* Gekozen fragment *
* * *
12. Het betreft dus eigenlijk een technische aanpassing die vanuit WVP-perspectief geen bijzondere commentaar behoeft.

Artikel 3 ontwerp vult artikel 15 van het besluit aan

13. Deze aanvulling spruit voort uit de keuze die in het ontwerp wordt gemaakt om voortaan ook pleegouders en de vertegenwoordigers van een pleeginstelling de mogelijkheid te bieden om een identiteitsbewijs aan te vragen. Door de aanvulling worden de in acht te nemen formaliteiten bij de aanvraag van een identiteitsdocument tot hen uitgebreid.

Artikel 4 ontwerp vervangt artikel 16bis van het besluit

14. Artikel 16bis voorzag in de mogelijkheid om een elektronisch identiteitsdocument af te leveren aan Belgische kinderen onder de 12 jaar. In de nieuwe versie van artikel 16bis wordt rekening gehouden met andere wijzigingen die door het ontwerp aan het besluit worden aangebracht:

• er wordt uitdrukkelijk vermeld dat het elektronisch identiteitsdocument van bij de geboorte kan worden uitgereikt. Eigenlijk is deze precisering niet echt noodzakelijk. Een pas geboren kind is per definitie jonger dan 12 jaar;

• er wordt bepaald dat de afgifte eveneens door pleegouders en de verantwoordelijke van een pleeginstelling kan worden gevraagd (zie punten 8 en 9);

• er wordt voorzien dat de pleegouders en de verantwoordelijke van de pleeginstelling aangifte kunnen doen van verlies, diefstal en vernieling van het document. De Commissie stelt echter vast dat de problematiek van verlies, diefstal en vernieling wordt geregeld door artikel 16sexies van het besluit. Voor de duidelijkheid is aangewezen dat de passage m.b.t.
* * *
* Gegevensoverzicht *

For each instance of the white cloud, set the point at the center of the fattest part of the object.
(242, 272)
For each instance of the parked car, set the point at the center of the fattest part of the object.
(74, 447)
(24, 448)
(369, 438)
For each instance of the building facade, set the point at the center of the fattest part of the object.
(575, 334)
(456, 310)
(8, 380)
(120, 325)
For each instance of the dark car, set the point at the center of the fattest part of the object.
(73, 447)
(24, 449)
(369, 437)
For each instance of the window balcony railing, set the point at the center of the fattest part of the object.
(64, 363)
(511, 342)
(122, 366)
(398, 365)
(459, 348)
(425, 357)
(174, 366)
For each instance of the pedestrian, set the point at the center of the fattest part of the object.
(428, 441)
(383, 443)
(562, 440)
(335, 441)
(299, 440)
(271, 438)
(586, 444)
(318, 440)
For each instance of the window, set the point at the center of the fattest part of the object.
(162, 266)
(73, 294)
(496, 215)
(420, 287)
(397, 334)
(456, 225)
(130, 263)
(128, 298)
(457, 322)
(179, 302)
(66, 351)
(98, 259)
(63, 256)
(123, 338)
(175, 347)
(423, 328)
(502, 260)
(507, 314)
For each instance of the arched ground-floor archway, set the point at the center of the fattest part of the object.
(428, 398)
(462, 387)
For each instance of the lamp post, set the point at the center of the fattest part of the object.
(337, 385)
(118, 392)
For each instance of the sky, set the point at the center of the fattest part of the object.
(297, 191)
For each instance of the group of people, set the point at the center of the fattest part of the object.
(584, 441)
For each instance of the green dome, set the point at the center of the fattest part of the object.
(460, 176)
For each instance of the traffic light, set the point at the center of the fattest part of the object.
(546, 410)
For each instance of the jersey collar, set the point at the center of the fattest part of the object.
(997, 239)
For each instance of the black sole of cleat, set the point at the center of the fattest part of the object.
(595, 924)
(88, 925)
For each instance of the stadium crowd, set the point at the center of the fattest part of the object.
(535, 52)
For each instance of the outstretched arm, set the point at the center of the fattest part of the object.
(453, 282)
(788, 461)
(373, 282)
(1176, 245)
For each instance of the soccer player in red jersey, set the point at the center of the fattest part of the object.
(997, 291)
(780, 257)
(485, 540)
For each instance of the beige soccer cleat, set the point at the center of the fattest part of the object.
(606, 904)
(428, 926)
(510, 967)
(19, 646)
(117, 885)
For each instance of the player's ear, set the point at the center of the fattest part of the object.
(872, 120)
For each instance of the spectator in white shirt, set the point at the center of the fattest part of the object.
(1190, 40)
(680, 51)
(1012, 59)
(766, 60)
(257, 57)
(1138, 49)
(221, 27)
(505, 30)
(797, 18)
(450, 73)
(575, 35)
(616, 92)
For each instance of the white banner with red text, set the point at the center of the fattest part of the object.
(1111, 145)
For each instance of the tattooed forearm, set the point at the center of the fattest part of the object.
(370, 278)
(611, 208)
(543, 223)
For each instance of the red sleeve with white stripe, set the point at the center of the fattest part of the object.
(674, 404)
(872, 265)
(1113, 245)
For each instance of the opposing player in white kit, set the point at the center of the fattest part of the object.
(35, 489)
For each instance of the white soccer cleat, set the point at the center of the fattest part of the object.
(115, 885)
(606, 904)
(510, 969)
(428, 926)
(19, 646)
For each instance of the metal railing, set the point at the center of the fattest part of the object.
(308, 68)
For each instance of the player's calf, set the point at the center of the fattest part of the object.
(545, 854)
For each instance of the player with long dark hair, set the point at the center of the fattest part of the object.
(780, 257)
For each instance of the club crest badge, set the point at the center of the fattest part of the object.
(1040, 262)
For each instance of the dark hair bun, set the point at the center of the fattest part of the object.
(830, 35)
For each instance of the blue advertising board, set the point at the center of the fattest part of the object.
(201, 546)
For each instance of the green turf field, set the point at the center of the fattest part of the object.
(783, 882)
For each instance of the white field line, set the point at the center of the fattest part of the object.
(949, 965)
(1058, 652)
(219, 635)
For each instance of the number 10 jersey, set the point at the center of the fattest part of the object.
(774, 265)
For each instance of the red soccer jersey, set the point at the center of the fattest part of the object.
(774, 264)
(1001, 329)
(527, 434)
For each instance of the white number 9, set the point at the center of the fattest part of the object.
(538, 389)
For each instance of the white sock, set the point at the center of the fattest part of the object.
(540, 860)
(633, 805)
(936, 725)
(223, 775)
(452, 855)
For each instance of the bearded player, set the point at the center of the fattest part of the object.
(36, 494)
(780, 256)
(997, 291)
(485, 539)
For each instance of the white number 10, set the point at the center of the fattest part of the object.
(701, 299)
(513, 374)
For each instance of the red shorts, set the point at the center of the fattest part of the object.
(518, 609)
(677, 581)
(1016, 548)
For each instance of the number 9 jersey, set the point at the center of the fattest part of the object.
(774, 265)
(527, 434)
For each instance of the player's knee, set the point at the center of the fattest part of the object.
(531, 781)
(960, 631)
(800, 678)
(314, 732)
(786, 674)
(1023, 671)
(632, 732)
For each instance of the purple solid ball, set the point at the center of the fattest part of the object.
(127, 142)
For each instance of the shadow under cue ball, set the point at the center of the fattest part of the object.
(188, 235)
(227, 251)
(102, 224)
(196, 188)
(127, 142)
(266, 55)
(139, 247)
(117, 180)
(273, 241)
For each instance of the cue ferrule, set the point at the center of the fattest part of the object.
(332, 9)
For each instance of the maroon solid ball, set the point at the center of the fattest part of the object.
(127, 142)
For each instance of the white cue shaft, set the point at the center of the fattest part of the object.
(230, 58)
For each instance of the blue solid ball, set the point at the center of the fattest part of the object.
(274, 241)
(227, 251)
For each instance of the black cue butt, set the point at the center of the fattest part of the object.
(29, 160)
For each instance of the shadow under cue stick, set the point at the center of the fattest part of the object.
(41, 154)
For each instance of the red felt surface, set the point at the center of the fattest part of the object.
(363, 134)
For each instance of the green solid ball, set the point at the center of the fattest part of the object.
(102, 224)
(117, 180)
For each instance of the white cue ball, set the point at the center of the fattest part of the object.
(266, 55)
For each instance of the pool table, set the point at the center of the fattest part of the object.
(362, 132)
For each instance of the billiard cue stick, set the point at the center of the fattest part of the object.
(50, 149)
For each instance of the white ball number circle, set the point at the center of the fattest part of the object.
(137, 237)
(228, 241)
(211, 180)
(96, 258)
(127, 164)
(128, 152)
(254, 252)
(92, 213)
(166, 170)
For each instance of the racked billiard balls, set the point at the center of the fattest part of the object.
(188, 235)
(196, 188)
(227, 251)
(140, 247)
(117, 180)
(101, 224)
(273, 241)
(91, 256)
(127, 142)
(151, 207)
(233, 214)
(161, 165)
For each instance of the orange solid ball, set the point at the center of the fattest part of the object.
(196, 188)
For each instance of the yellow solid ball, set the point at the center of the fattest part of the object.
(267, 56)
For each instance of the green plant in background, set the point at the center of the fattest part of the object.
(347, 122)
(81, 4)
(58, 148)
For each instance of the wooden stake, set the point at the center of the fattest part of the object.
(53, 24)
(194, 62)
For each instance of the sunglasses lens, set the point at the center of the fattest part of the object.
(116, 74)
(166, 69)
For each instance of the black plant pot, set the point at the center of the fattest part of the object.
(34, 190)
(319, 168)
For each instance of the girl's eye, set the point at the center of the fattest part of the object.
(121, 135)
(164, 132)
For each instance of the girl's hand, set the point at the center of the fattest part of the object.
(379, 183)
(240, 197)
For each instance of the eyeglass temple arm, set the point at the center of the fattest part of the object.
* * *
* Doel *
Welk artikel van het besluit regelt volgens het gekozen fragment de problematiek van verlies, diefstal en vernieling van het identiteitsdocument?

* Antwoord *
Artikel 16sexies van het besluit.